Records from a data collection
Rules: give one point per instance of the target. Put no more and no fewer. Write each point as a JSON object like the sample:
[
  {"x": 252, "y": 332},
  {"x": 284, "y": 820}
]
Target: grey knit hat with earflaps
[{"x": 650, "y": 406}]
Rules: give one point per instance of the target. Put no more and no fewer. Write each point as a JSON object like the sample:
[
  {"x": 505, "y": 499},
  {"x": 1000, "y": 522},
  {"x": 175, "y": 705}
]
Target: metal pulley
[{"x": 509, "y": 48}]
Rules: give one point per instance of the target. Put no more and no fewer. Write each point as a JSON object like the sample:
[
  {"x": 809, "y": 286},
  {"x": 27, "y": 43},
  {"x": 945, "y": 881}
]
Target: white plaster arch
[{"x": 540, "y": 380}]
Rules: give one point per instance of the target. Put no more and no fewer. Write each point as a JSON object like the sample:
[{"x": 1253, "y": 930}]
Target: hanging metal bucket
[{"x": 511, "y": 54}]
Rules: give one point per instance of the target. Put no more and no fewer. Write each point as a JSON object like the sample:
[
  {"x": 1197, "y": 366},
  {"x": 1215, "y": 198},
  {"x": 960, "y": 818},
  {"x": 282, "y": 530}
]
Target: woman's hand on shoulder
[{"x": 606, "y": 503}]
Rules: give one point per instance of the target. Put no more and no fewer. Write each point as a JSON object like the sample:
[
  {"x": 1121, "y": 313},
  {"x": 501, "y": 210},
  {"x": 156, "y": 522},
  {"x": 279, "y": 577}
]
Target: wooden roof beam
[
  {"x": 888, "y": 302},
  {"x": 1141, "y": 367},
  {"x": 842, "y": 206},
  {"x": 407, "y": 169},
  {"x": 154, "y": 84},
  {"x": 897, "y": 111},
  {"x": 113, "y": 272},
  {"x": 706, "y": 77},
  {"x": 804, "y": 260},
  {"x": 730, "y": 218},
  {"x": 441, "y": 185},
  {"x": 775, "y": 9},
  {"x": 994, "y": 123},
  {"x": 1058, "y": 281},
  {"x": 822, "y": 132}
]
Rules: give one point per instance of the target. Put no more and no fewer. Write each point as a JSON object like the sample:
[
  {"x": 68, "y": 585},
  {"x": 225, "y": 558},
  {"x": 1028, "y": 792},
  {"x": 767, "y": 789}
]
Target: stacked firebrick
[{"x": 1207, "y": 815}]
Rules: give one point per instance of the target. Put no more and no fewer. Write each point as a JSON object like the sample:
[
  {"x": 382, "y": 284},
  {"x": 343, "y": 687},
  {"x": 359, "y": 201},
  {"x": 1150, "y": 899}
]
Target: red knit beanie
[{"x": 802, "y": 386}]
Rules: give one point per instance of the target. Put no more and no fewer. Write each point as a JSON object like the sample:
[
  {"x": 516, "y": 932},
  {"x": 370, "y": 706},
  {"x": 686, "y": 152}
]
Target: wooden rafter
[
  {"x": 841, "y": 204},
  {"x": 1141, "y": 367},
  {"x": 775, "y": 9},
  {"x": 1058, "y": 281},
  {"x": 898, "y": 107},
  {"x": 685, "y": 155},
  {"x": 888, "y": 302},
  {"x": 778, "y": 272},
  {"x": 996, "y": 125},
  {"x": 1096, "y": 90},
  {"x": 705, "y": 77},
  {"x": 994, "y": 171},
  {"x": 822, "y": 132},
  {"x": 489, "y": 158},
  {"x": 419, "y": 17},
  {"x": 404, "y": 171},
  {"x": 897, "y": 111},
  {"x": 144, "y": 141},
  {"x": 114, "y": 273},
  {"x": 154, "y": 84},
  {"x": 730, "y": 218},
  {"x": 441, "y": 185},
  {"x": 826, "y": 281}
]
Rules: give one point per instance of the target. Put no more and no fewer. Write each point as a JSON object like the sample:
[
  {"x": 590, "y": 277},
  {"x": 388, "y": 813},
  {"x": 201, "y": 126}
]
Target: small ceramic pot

**PROMPT**
An exact copy of all the entries is what's needed; write it out.

**ANSWER TO THE PROBLEM**
Rules: give one point per instance of the target. Put no more and no fewer. Write each point as a JSON object like the sample:
[
  {"x": 252, "y": 332},
  {"x": 284, "y": 820}
]
Target: grey knit hat with earflaps
[{"x": 650, "y": 406}]
Rules: give one point per instance of the target. Put no more and no fewer. Write each point as a JSON object like the sample:
[
  {"x": 505, "y": 499},
  {"x": 1000, "y": 522},
  {"x": 175, "y": 705}
]
Target: metal pulley
[{"x": 509, "y": 48}]
Rules: give one point per instance of the target. Put no more and no fewer. Write each point as a JSON object like the sample:
[
  {"x": 809, "y": 286},
  {"x": 27, "y": 43},
  {"x": 945, "y": 881}
]
Target: white plaster arch
[{"x": 540, "y": 380}]
Rules: give one point per instance of the target. Put no more and no fewer. Write each point as a JSON object like the sample:
[{"x": 1253, "y": 930}]
Target: hanging metal bucket
[{"x": 511, "y": 54}]
Rules: give one point per instance of the target. Put no more and no fewer. Write each point as a JSON object like the sample:
[
  {"x": 1197, "y": 366},
  {"x": 1215, "y": 198},
  {"x": 960, "y": 818},
  {"x": 282, "y": 530}
]
Target: woman's hand on shoulder
[{"x": 606, "y": 503}]
Rules: give one point per instance of the target. Put no more and no fewer. Write each point as a JSON object like the sample:
[
  {"x": 1121, "y": 313},
  {"x": 501, "y": 210},
  {"x": 156, "y": 522},
  {"x": 279, "y": 577}
]
Target: wooden roof beam
[
  {"x": 888, "y": 302},
  {"x": 1141, "y": 367},
  {"x": 842, "y": 206},
  {"x": 407, "y": 169},
  {"x": 154, "y": 84},
  {"x": 897, "y": 111},
  {"x": 113, "y": 272},
  {"x": 706, "y": 77},
  {"x": 804, "y": 260},
  {"x": 730, "y": 218},
  {"x": 441, "y": 185},
  {"x": 775, "y": 9},
  {"x": 994, "y": 123},
  {"x": 1058, "y": 281},
  {"x": 822, "y": 132}
]
Rules: give one point per instance of the target. Put no more and no fewer. Write each point as a JSON object like the sample:
[
  {"x": 68, "y": 585},
  {"x": 225, "y": 558},
  {"x": 1028, "y": 792},
  {"x": 767, "y": 789}
]
Target: stacked firebrick
[{"x": 1207, "y": 815}]
Rules: give one point per instance of the target. Put no more and no fewer. Write each point as a JSON object like the sample:
[
  {"x": 382, "y": 284},
  {"x": 343, "y": 687},
  {"x": 359, "y": 201},
  {"x": 1150, "y": 899}
]
Target: red knit beanie
[{"x": 802, "y": 386}]
Rules: give one point per instance of the target. Put no more and no fewer. Write each point as a JSON object like the sample:
[
  {"x": 516, "y": 932},
  {"x": 370, "y": 706},
  {"x": 686, "y": 152}
]
Target: wooden rafter
[
  {"x": 841, "y": 204},
  {"x": 1141, "y": 367},
  {"x": 775, "y": 9},
  {"x": 1058, "y": 281},
  {"x": 898, "y": 107},
  {"x": 685, "y": 155},
  {"x": 888, "y": 302},
  {"x": 778, "y": 272},
  {"x": 996, "y": 125},
  {"x": 1096, "y": 90},
  {"x": 705, "y": 77},
  {"x": 994, "y": 171},
  {"x": 822, "y": 132},
  {"x": 489, "y": 158},
  {"x": 419, "y": 17},
  {"x": 404, "y": 171},
  {"x": 897, "y": 111},
  {"x": 144, "y": 141},
  {"x": 114, "y": 273},
  {"x": 154, "y": 84},
  {"x": 730, "y": 218},
  {"x": 441, "y": 185},
  {"x": 826, "y": 281}
]
Rules: give one point per instance of the target. Put no more and no fewer. Write each point as a JSON object like the sample:
[
  {"x": 590, "y": 277},
  {"x": 388, "y": 813},
  {"x": 201, "y": 126}
]
Target: small ceramic pot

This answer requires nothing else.